_Directions for this task:_ Copy out the following passage about Sato and his Okinawan cookbook word for word, in its entirety.

-- Passage for review follows --

He earned a culinary degree from KCC and found out his grandmother was right. Today, he coaches KCC students in culinary competitions, teaches culinary classes for KCC’s noncredited course offerings and hosts the school’s television cooking show "What’s Cooking Hawaii?" that airs on KFVE.
"The combination of my art background and culinary training is the reason I’m successful today," said Sato. "In culinary, we have to have a concept not only of flavors, but plating our dishes. Flavor finishes our eating experience. We eat with our eyes first and our palate second."
Sato, 43, was just 6 years old when his father died. Since his single mother worked long hours, he lived with his grandparents in Kaimuki, and Akamine raised him on Okinawan food.
His familiarity with the cuisine allowed him to breeze through developing the recipes for the cookbook. Sato says he’s actually been preparing some of his contemporary offerings for years.
The book took more than a year in the making, and it was truly a labor of love for Sato. True to his artistic roots, he traveled to Okinawa and Japan and spent thousands of dollars on dishware and traditional art, all for the sake of beautiful presentations in the book.
Sato put his heart into the project for a couple of reasons. One was to present the cuisine in the best light possible.
"Most people believe Okinawan food is street food. But I have so much pride in it, I want people to revere it," he said.
Then there’s Akamine, 90, for whom he took on the project.
"What I’m most happy for is the time I sat with my grandma and my family and relived good memories," he said of researching family stories he includes in the book. "I don’t know how many hours we talked and cried — and laughed, too. There were so many funny memories, too.

-- Passage for review concluded --
-- Listed entries follows --

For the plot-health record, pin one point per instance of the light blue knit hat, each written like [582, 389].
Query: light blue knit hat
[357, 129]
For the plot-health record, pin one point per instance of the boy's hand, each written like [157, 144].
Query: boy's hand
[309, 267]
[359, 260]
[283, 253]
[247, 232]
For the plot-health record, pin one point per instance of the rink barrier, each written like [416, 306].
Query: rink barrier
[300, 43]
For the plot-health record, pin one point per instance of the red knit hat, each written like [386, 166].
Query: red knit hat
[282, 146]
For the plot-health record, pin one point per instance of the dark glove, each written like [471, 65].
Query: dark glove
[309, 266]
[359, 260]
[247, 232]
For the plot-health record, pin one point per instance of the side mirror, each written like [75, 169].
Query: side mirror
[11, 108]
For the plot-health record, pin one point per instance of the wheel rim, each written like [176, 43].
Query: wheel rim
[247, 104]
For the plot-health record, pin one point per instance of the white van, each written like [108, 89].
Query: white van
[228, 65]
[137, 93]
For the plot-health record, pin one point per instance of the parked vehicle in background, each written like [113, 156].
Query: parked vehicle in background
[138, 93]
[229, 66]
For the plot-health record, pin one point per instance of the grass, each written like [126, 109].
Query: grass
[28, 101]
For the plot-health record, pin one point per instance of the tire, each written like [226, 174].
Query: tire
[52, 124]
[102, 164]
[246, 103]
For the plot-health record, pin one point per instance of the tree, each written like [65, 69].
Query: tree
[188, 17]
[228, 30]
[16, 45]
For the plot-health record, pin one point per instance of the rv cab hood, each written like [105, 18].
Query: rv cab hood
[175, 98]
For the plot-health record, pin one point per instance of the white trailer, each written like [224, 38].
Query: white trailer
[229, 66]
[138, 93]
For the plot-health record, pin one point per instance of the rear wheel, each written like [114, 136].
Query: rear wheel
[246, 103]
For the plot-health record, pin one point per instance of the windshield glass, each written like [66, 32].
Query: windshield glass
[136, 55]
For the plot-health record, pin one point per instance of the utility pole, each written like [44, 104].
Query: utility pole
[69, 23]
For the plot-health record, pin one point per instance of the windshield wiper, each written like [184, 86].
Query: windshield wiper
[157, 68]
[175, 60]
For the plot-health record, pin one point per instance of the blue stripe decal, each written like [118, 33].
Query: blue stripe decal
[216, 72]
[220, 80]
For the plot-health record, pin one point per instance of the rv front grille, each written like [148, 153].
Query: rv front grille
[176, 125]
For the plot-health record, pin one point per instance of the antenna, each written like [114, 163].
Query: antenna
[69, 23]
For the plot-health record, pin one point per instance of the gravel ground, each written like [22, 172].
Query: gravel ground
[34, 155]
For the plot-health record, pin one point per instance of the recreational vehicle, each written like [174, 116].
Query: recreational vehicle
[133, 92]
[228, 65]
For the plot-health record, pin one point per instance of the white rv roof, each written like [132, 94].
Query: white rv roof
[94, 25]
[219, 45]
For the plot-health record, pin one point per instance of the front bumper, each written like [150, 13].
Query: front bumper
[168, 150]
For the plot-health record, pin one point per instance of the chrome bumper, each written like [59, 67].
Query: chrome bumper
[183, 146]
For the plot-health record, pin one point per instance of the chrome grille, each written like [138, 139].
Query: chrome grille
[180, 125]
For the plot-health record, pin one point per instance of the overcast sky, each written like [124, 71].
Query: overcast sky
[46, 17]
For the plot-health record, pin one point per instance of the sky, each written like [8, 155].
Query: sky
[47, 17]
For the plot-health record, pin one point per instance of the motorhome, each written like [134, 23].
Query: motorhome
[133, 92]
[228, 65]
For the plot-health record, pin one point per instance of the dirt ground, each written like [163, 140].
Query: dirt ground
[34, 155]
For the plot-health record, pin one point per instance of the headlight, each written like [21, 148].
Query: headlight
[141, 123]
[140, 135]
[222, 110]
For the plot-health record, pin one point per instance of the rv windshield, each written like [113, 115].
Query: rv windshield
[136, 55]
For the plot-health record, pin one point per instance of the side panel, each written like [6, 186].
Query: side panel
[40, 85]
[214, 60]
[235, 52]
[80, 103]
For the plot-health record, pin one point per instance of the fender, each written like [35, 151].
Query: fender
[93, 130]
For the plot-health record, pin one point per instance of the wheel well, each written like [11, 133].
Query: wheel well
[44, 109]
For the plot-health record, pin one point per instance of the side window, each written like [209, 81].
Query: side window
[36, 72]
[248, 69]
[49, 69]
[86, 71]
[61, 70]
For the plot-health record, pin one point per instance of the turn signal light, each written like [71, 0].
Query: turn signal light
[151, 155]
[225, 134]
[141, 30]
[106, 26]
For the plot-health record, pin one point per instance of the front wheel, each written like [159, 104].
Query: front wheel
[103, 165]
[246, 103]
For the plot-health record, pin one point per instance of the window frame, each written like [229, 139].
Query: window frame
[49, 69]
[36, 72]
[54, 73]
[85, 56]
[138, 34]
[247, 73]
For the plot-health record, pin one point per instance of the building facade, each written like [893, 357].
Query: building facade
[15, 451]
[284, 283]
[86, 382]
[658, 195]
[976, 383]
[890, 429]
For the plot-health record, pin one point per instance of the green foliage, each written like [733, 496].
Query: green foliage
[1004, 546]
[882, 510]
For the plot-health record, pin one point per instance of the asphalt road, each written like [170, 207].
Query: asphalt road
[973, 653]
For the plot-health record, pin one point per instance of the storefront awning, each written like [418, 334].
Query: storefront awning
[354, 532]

-- Listed entries concluded --

_Response for this exercise:_
He earned a culinary degree from KCC and found out his grandmother was right. Today, he coaches KCC students in culinary competitions, teaches culinary classes for KCC’s noncredited course offerings and hosts the school’s television cooking show "What’s Cooking Hawaii?" that airs on KFVE.
"The combination of my art background and culinary training is the reason I’m successful today," said Sato. "In culinary, we have to have a concept not only of flavors, but plating our dishes. Flavor finishes our eating experience. We eat with our eyes first and our palate second."
Sato, 43, was just 6 years old when his father died. Since his single mother worked long hours, he lived with his grandparents in Kaimuki, and Akamine raised him on Okinawan food.
His familiarity with the cuisine allowed him to breeze through developing the recipes for the cookbook. Sato says he’s actually been preparing some of his contemporary offerings for years.
The book took more than a year in the making, and it was truly a labor of love for Sato. True to his artistic roots, he traveled to Okinawa and Japan and spent thousands of dollars on dishware and traditional art, all for the sake of beautiful presentations in the book.
Sato put his heart into the project for a couple of reasons. One was to present the cuisine in the best light possible.
"Most people believe Okinawan food is street food. But I have so much pride in it, I want people to revere it," he said.
Then there’s Akamine, 90, for whom he took on the project.
"What I’m most happy for is the time I sat with my grandma and my family and relived good memories," he said of researching family stories he includes in the book. "I don’t know how many hours we talked and cried — and laughed, too. There were so many funny memories, too.